PROBLEMS TO SOLVE:
(1) In the passage on work-related musculoskeletal disorders, rewrite the part from "Work related musculoskeletal disorders" up to and including "periods of time.", swapping "computers" for "laptops".
(2) Carry the passage on work-related musculoskeletal disorders forward from where it stops.

PASSAGE:
Work related musculoskeletal disorders (WMSD’s) are common among many office workers. WMSDs are related to a common group of disorders that affect the nerves, muscles, and tendons of the body. Common related injuries include carpal tunnel, tension neck syndrome, and tendonitis to name a few. Areas affected are typically in the back, neck, shoulders, wrists, hands, elbows, knees, ankles, and feet. WMSDs occur when the body does more than it can withstand such as prolonged periods of standing or sitting. Office settings commonly rely on the use of computers meaning that workers are often sitting for prolonged periods of time.
WMSD’s are the leading cause of human injury and decrease in productivity in office workspaces because of fixed body positions. However, WMSD’s may also occur because of standing, repetitive motions, twisting, and lifting to name a few. It has been proven that WMSD’s result in three types of injuries including injuries to the nerves, muscles, and tendons. Work related musculoskeletal disorder symptoms occur in stages of early, intermediate and late. During the three stages, symptoms go from mild to severe with pain being the most commonly associated symptom. Eventually, the person suffering from WMSD’s may experience stiffness of the joints, redness and swelling in the area that is affected, and muscle tightness.

SUPPLIED ENTRIES:
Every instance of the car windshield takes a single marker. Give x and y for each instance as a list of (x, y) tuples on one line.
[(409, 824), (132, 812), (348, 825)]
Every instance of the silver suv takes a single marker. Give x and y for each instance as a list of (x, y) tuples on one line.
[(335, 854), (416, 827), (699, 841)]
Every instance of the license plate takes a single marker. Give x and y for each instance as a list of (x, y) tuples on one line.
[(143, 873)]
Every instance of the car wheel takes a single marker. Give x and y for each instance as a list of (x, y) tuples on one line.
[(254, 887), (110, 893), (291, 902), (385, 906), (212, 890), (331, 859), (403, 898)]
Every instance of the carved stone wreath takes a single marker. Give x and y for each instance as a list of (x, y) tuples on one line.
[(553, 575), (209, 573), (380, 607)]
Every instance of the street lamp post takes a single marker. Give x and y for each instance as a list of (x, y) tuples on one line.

OUTPUTS BY TASK:
(1)
Work related musculoskeletal disorders (WMSD’s) are common among many office workers. WMSDs are related to a common group of disorders that affect the nerves, muscles, and tendons of the body. Common related injuries include carpal tunnel, tension neck syndrome, and tendonitis to name a few. Areas affected are typically in the back, neck, shoulders, wrists, hands, elbows, knees, ankles, and feet. WMSDs occur when the body does more than it can withstand such as prolonged periods of standing or sitting. Office settings commonly rely on the use of laptops meaning that workers are often sitting for prolonged periods of time.

(2)
During the early stages of WMSD’s symptoms generally include mild aching and fatigue in the affected areas such as the limbs that are particularly bothersome while at work but seem to fade or disappear at night or after time away from work. During this stage work productivity is not affected and therefore the person may not even realize that there is a problem occurring within their body. It is especially important to pay attention for the appearance of these symptoms in order to treat them before they worsen or become persistent.
By the time, WMSD’s reach the intermediate stages, the person will continue to experience aching and fatigue in the affected area that will occur while at work and continue during the night with less intensity. Productivity starts to decrease at this point and repetitive motions become difficult. If the person does not seek treatment at this point WMSD’s will increase to the late stages that include extreme aching and fatigue of the areas affected and even signs of persistent weakness. At this point, the pain is extreme enough to disrupt normal sleeping patterns and greatly reduces performance and productivity in and out of the workplace.